§ Texte à lire:
Qui s’est déjà étonné, la première fois qu’il a enfourché une bicyclette, de ne pas être aussitôt devenu cycliste ? pour ensuite se surprendre à regarder avec considération ceux qu’il lui arrive de croiser dans la rue ?

Le monowheel semble tracer un champ où l’homme existe comme embout universel, comme un vivant capable de s’emmancher a priori sur n’importe quelle situation. Les procédures d’accès qui définissent le réel y sont effacées. Autrement dit, il est moins question, en profondeur, d’apprentissage, de formation ou de préparation, et toujours plus, en surface, d’adopter les gestes utiles et d’intégrer un temps les bons réflexes. Ce qui était médiat est déporté vers l’immédiat, et dans ce champ, les médiations elles-mêmes, comme d’aller chercher un chausse-pied pour enfiler une chaussure, deviennent de simples clips. On se clipse sur ceci ou cela.

On retrouve, par ce côté, la faillite de la notion d’expérience dans les temps modernes : le privilège qu’ont certains d’accéder à tout, se paie de la garantie de ressortir intact de toutes ces situations. Un clip, on ne peut pas vraiment en faire l’expérience, on ne peut que l’utiliser. Car ça ne laisse guère de marques. C’est aussi pourquoi on remarque que tout le monde, monowheel ou pas, cherche tant à se casser la gueule.

Si le relevé théorique du champ de la perte de l’expérience suit plus ou moins les contours du nihilisme européen, dont la silhouette commence à être bien connue, les phénomènes qui peuplent ce champ, eux, réclament encore notre attention. Parce qu’ils n’ont pas encore tout dit de leur puissance, de leur possible. Quelque chose en moi incline même plutôt à penser qu’ils commencent tout juste à bavarder, à nous couper la parole, à dire. Pourquoi maintenant ? Ils ont leurs raisons. On les pressent. On ne les devine sûrement pas encore.

§ Consignes:
1. D'après le texte sur le monowheel, que deviennent les médiations dans le champ qu'il décrit ?
2. Poursuivez le texte sur le monowheel après sa dernière phrase, s'il vous plaît.
Le matériel fourni ensuite n'a aucun rapport avec le texte sur le monowheel.

§ Données fournies:
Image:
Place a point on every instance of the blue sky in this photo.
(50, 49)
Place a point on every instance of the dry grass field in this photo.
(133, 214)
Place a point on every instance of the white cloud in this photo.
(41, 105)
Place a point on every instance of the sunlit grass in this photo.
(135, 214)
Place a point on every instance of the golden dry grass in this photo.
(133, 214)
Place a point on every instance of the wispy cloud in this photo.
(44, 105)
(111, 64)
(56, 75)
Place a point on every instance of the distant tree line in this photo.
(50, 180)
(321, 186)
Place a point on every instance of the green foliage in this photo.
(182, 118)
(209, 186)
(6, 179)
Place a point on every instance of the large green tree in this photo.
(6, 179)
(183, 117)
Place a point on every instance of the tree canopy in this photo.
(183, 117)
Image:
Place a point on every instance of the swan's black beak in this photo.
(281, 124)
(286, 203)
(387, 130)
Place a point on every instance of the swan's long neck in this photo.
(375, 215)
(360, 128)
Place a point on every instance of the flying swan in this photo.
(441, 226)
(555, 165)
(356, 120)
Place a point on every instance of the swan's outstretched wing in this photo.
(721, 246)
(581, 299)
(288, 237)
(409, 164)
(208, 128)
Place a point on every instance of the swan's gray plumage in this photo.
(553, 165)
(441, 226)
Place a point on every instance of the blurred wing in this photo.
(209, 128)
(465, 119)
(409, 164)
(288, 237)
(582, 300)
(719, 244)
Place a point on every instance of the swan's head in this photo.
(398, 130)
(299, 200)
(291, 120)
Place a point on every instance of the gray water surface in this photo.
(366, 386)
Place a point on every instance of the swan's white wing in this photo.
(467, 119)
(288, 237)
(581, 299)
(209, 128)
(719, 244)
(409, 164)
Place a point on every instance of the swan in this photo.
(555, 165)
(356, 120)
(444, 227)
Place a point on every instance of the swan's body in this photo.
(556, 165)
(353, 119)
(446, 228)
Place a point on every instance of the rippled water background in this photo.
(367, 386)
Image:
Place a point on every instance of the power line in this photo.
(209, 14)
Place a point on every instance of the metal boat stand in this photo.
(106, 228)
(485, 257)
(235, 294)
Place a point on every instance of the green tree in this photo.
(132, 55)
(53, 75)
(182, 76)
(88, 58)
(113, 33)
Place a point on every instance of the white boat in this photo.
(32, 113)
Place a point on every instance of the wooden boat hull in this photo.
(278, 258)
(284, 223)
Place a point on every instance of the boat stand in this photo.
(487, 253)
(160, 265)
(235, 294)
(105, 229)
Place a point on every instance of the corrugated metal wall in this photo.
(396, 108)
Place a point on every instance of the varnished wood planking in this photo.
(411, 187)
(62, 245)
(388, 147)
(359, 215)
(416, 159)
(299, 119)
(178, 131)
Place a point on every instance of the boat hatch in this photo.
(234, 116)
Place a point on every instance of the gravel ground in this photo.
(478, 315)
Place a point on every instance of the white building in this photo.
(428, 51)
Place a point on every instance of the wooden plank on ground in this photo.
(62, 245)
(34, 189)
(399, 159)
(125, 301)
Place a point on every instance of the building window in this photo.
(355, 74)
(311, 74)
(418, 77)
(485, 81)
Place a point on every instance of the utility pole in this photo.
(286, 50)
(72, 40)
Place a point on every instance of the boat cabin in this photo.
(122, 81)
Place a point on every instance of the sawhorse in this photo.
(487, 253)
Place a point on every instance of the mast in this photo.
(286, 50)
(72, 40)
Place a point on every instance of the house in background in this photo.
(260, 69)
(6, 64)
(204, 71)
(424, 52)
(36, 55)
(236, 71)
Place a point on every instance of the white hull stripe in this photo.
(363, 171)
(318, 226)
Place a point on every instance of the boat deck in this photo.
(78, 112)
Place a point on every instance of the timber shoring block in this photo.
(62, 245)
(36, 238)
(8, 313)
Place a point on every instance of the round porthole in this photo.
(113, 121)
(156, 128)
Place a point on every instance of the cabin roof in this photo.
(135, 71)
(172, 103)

§ Réponses dans l'ordre:
1. Elles deviennent de simples clips.

2.
Je nomme, pour les besoins de l’exercice, « phénomène de relais », un état de chose qui, avec ses moyens propres, entretient et alimente une certaine économie de présence, c’est-à-dire la manière dont la réalité s’impose à nous à un instant et à un endroit donnés. Par exemple, le monowheel prend le relais de l’effacement des marches de la rue Becquerel en gommant activement l’expérience générale des médiations, et cela avec ses moyens propres (principalement l’image truquée d’une fluidité sans accroc, où le point d’équilibre est donné et jamais négocié). Un même volume de présence se poursuit à travers des choses et des agencements de choses qui n’ont rien en commun. Ces différences font le grain de cette réalité, en relancent la crédibilité.

Suivre le réseau de ces relais, c’est se donner les moyens de se rentre attentif à. (L’erreur serait peut-être de penser qu’on peut anticiper ce à quoi l’attention nous conduit.)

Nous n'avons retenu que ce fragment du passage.